◆ Problem 1:
According to the liquor license analysis below, which two license lengths are by far the most common?

I then decided to look into license type.
nyc_liquor_licenses %>% filter(effective_year == 2014) %>% ggplot(., aes(x=fct_infreq(License.Type.Name))) + geom_bar() + coord_flip()+theme_fivethirtyeight()
Astonishingly, there are way fewer types of licenses in 2014. Additionally, there are almost no on-premise liquor licenses. My guess as to why this happens is that the liquor licenses for bars expire quicker. I wanted to look into how long licenses are effective for.
temp <- nyc_liquor_licenses %>% mutate(active_length = License.Expiration.Date - License.Effective.Date)
qplot(temp$active_length, binwidth = 7)+theme_fivethirtyeight()
Essentially, there seem to be two huge spikes which seem to correspond to 2 and 3 years
nyc_liquor_licenses %>% mutate(active_length = License.Expiration.Date - License.Effective.Date) %>%
group_by(active_length) %>% summarise(num = n()) %>% arrange(desc(num)) %>% head
## # A tibble: 6 × 2
## active_length num
## <time> <int>
## 1 730 days 4245
## 2 1095 days 3595
## 3 729 days 3082
## 4 1094 days 2290
## 5 727 days 177
## 6 364 days 166
By far, the most common lengths of licenses are 730 and 1095 which are 2 and 3 years respectively. Looking at the graph, the rest of the lengths are close to these lengths
nyc_liquor_licenses %>% filter(License.Type.Name == 'ON-PREMISES LIQUOR') %>%
mutate(active_length = License.Expiration.Date - License.Effective.Date) %>%
qplot(x = active_length, data = ., binwidth = 7)+theme_fivethirtyeight()
It does look like on-premise liquor licenses are for two years.
nyc_liquor_licenses %>% filter(License.Type.Name == 'GROCERY BEER, WINE PROD') %>%
mutate(active_length = License.Expiration.Date - License.Effective.Date) %>%
qplot(x = active_length, data = ., binwidth = 7)+theme_fivethirtyeight()
In contrast, grocery licenses look to be for around 3 years
The month plot made me question how licenses become active during the month.
nyc_liquor_licenses %>% mutate(dom = day(License.Effective.Date)) %>% qplot(x=dom, data=.)+theme_fivethirtyeight()
And for expiring date,
nyc_liquor_licenses %>% mutate(dom = day(License.Expiration.Date)) %>% qplot(x=dom, data=.)+theme_fivethirtyeight()
From these two plots, we can see that licenses seem to become effective at the beginning of the month and expire at the end of the month,
I also wanted to look at the spatial distribution.
ggmap(manhattan_map)+stat_density2d(aes(x=Longitude,y=Latitude, fill=..level..),data=nyc_liquor_licenses%>%filter(effective_year=="2015") %>%
filter(city.x == "Manhattan"), geom="polygon", alpha=0.3)+scale_fill_gradient(low="yellow",high="red")

◆ Problem 2:
Identify every line of the records below that contains the word "blurred", treating matches as case-sensitive.

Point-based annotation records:

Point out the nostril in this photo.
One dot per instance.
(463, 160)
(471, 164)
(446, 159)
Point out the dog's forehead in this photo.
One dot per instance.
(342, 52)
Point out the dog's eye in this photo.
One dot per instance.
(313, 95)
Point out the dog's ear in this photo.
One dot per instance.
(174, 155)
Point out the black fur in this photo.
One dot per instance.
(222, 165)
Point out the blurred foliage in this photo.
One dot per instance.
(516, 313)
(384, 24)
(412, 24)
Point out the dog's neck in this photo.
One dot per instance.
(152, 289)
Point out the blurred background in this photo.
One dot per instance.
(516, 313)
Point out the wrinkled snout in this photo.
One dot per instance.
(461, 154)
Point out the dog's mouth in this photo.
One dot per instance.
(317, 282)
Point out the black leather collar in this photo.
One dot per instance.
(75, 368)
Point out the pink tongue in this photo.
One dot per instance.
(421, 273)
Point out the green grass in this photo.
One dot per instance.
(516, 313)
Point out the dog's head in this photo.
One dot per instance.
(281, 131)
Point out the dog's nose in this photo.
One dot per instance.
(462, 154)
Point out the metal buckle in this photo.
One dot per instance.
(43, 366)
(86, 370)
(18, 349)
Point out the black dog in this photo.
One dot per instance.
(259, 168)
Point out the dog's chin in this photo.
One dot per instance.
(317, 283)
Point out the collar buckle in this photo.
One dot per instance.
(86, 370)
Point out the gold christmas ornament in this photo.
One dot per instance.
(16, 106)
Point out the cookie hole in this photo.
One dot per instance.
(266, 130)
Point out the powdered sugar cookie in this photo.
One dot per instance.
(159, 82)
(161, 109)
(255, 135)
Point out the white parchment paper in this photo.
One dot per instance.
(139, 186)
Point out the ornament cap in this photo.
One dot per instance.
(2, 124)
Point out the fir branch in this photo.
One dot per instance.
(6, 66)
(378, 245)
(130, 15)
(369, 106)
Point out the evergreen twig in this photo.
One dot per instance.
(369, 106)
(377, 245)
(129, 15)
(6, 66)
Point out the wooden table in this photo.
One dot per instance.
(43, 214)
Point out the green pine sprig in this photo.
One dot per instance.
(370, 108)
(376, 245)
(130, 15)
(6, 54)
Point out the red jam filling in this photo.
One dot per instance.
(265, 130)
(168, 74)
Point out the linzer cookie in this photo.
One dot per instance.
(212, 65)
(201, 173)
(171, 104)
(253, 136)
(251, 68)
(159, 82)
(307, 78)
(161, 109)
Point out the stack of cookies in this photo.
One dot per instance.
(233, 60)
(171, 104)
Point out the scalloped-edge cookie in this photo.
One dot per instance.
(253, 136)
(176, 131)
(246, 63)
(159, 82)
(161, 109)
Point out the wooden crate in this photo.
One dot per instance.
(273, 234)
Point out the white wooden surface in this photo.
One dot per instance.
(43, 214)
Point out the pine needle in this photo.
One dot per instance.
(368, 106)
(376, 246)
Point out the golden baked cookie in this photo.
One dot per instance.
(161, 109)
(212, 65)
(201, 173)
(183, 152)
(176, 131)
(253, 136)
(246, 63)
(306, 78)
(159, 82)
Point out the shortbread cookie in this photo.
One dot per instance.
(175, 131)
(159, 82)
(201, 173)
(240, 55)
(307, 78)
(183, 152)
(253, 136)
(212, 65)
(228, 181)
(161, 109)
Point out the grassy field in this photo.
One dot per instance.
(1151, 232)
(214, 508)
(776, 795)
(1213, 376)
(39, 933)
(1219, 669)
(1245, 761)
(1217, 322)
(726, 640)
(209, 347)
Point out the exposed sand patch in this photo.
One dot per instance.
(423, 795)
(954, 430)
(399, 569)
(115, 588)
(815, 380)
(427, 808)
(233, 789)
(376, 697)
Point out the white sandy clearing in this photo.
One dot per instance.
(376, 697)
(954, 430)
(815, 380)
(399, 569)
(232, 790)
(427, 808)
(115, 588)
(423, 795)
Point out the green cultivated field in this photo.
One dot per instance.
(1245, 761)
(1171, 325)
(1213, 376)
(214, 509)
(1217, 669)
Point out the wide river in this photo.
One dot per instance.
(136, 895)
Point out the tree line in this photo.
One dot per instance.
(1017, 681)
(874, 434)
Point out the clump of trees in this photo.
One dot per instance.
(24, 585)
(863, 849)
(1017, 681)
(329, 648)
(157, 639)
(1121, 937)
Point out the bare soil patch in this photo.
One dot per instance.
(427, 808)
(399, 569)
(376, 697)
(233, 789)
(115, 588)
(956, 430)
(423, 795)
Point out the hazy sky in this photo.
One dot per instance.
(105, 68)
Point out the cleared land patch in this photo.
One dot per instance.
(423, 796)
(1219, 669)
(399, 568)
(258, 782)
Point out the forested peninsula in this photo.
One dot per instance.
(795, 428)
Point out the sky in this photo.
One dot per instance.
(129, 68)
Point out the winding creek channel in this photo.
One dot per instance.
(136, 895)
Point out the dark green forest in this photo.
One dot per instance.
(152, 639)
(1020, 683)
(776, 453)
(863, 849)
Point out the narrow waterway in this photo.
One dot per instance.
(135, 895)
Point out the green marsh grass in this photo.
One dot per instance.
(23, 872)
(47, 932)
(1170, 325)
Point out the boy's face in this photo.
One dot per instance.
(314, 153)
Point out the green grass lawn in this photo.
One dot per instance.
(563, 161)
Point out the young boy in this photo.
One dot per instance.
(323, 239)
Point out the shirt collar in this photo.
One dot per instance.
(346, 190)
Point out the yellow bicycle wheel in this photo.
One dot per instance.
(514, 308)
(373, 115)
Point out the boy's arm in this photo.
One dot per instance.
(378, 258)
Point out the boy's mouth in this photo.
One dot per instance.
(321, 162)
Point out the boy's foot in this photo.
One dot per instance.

◆ Exercise result 1:
730 days and 1095 days, which are 2 and 3 years respectively.

◆ Exercise result 2:
Point out the blurred foliage in this photo.
Point out the blurred background in this photo.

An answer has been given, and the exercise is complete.